— Start of Data supplied —
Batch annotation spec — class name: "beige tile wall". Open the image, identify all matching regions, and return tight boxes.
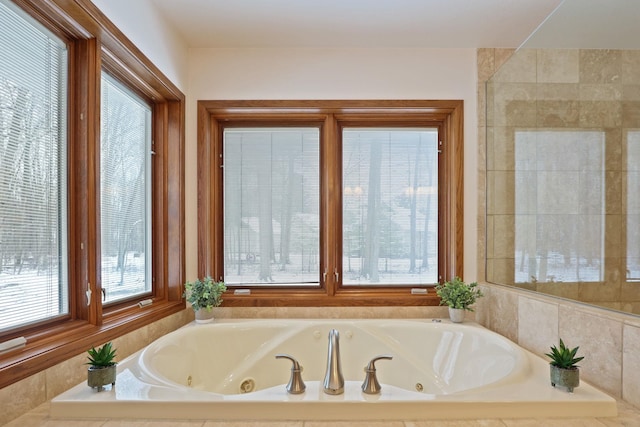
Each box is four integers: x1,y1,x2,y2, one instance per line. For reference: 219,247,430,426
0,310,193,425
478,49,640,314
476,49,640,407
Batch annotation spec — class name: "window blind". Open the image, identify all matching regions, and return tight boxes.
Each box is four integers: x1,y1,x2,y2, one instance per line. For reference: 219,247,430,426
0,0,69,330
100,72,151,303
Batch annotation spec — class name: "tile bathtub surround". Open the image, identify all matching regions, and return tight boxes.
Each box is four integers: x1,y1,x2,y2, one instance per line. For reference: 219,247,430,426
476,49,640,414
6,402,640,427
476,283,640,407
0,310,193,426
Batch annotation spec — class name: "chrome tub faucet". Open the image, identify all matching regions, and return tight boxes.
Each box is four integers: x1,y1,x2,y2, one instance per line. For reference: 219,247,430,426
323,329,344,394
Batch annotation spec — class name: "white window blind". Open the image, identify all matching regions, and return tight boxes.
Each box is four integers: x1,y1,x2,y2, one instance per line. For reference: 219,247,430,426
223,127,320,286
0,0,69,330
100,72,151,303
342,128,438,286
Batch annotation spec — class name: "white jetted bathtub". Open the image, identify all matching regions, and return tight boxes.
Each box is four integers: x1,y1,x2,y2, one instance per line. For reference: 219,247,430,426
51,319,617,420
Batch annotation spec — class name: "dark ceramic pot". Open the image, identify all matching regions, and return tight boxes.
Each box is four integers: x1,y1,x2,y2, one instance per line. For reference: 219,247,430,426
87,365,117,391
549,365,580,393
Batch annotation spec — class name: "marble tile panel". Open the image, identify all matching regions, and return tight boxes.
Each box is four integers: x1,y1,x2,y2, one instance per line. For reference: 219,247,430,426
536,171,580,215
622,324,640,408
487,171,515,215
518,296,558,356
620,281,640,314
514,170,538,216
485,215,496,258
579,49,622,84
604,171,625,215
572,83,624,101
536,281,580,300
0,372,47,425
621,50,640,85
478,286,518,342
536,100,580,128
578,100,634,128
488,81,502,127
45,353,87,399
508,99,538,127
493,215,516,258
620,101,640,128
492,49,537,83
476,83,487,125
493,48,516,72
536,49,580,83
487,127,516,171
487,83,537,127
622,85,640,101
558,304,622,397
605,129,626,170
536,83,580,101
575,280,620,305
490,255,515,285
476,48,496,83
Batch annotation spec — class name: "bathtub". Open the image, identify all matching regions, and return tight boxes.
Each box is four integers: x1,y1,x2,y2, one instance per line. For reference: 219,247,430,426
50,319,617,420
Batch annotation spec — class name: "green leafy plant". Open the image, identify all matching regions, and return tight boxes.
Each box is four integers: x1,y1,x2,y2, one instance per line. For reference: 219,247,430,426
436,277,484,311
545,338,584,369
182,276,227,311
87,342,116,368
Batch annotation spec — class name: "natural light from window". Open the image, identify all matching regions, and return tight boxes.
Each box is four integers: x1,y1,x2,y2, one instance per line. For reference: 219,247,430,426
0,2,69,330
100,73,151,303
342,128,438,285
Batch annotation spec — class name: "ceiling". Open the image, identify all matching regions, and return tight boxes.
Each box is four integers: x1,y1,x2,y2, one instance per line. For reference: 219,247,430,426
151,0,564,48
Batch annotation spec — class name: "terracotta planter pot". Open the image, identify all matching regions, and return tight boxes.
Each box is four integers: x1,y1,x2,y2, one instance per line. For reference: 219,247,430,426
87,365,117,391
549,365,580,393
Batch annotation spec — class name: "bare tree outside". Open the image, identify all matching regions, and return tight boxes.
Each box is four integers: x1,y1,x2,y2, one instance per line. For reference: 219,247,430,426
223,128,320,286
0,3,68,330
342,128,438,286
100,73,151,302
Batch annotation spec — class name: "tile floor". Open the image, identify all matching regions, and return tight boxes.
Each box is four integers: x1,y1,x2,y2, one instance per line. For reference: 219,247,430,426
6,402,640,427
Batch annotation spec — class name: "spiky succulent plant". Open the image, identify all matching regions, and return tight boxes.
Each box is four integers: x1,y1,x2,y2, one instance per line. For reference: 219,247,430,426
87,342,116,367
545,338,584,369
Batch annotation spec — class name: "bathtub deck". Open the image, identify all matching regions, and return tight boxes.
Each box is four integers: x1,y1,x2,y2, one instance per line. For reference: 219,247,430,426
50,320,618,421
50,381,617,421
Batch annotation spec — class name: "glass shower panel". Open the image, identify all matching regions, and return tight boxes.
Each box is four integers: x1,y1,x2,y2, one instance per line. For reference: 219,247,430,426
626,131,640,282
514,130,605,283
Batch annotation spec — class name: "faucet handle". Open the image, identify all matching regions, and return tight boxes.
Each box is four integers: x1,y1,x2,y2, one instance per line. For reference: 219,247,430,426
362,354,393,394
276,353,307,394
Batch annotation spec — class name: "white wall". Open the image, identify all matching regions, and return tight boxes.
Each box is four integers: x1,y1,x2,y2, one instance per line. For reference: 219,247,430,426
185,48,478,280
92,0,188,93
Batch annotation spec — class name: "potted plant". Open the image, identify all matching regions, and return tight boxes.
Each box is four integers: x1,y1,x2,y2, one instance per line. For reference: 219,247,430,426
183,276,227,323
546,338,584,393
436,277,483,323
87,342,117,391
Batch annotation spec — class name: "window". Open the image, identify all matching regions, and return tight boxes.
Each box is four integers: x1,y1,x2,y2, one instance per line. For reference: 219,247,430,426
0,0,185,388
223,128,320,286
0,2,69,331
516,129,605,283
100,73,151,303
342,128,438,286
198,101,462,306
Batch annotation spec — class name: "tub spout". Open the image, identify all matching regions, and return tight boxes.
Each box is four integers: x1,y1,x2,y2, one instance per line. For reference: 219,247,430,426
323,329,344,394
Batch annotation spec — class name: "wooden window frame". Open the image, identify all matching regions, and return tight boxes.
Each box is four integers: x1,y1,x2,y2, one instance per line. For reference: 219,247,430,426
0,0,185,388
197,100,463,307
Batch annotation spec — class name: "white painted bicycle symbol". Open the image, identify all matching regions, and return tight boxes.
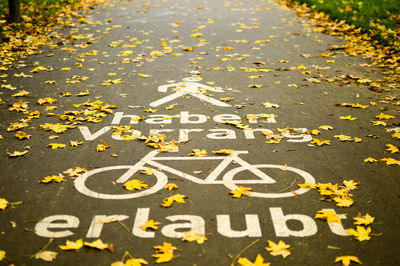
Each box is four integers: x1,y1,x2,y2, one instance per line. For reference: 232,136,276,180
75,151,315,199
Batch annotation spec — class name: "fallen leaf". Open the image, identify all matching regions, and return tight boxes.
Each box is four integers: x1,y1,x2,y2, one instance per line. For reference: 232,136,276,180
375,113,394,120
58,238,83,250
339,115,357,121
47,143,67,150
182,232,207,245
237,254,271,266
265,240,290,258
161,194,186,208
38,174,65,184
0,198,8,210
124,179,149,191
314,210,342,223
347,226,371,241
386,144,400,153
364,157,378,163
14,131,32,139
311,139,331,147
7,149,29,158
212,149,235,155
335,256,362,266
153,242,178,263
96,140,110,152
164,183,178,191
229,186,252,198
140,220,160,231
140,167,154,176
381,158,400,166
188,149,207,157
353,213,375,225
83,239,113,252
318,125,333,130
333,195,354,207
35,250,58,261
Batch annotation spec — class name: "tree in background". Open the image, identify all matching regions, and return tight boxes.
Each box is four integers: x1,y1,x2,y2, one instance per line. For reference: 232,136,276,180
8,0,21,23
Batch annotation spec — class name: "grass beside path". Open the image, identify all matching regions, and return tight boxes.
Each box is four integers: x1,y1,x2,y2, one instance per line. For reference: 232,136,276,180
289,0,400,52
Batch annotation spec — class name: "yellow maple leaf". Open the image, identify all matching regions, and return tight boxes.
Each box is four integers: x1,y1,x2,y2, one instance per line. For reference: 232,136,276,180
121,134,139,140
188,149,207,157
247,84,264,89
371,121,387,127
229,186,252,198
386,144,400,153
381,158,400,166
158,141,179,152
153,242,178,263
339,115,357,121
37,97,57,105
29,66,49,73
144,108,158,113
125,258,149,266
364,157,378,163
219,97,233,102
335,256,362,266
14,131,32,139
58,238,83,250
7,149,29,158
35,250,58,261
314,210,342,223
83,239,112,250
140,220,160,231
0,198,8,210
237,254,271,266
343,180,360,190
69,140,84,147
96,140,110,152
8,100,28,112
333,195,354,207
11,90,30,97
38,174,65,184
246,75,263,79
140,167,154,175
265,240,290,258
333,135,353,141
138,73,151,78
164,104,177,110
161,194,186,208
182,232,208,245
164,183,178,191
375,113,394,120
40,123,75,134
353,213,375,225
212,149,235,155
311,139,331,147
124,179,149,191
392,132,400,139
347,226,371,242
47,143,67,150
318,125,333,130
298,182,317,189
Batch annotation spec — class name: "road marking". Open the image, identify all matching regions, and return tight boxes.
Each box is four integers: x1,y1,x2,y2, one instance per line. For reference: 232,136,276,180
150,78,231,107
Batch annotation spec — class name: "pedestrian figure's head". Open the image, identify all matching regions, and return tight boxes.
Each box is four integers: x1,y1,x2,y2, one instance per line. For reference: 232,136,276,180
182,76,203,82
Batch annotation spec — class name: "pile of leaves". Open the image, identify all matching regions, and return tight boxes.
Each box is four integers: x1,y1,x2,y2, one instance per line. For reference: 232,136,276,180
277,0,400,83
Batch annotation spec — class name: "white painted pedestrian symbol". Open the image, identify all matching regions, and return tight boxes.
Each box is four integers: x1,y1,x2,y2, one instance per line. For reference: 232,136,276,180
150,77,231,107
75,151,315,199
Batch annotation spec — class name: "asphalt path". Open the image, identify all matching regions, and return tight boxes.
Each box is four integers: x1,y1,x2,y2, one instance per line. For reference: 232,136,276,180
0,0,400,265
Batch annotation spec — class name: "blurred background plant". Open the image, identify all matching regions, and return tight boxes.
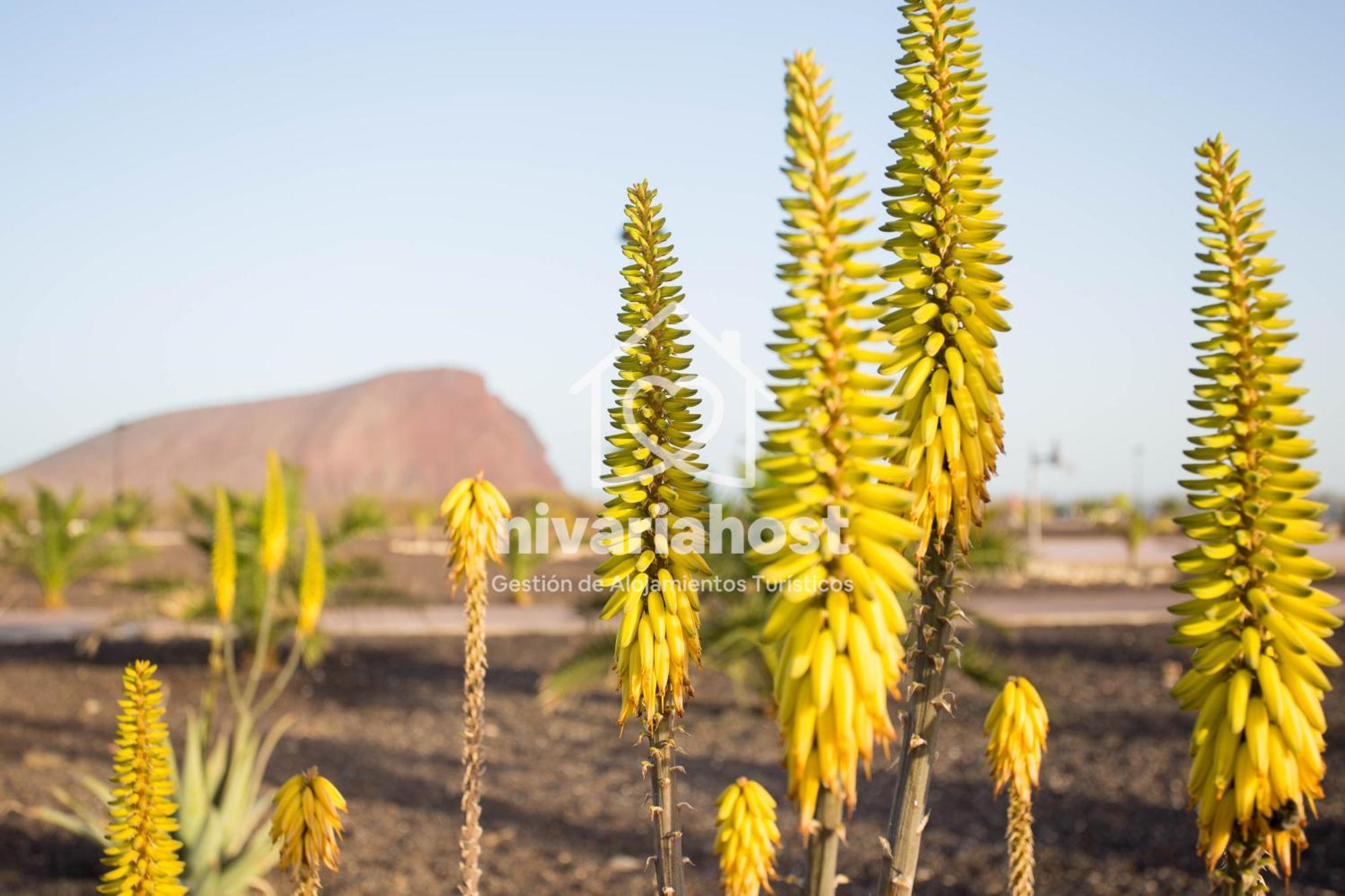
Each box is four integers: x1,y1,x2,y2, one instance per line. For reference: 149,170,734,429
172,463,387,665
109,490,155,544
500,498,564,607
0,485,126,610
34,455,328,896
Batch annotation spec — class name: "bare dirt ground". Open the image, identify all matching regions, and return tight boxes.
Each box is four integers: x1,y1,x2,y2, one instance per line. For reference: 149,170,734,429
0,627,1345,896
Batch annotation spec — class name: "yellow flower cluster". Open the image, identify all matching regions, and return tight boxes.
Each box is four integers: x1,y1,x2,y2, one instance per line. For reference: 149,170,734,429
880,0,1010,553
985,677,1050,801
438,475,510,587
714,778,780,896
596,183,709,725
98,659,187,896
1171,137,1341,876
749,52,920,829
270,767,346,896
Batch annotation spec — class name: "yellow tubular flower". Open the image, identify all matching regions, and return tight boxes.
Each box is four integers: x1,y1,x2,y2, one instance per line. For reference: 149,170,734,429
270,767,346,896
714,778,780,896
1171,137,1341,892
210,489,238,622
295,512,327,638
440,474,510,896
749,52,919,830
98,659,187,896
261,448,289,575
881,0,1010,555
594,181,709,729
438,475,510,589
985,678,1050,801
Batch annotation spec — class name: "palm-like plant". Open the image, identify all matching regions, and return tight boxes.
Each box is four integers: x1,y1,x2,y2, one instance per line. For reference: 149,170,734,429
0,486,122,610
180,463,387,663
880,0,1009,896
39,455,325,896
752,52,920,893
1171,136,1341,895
— End of Data supplied —
• _Task_
Edit the listing from its first line through the line containing "0,310,193,426", inclusive, by replacing "class name" with "category label" and leaving everything else unchanged. Leave the pictures out of your answer.

• _Result of this task_
Batch annotation spec — category label: "beige tile wall". Open the image, identify all matching regions, and return tight boxes.
Each box is four integers: x1,y1,x2,y2, one instance per line. For reference: 219,247,430,426
0,310,193,425
478,49,640,314
476,49,640,407
Batch annotation spec — category label: "window blind". Open the image, identify all matching regions, and return tight boxes.
Each box is four integers: x1,y1,x2,y2, one instance per line. For reference: 219,247,430,426
0,0,69,330
100,72,151,303
Batch annotation spec — category label: "tile bathtub surround". Open the image, identify all matching regions, and return tight boxes.
Each box is four integers: x1,y1,x2,y2, one instance per line. For reference: 219,247,430,426
476,49,640,414
6,402,640,427
476,283,640,407
0,310,193,426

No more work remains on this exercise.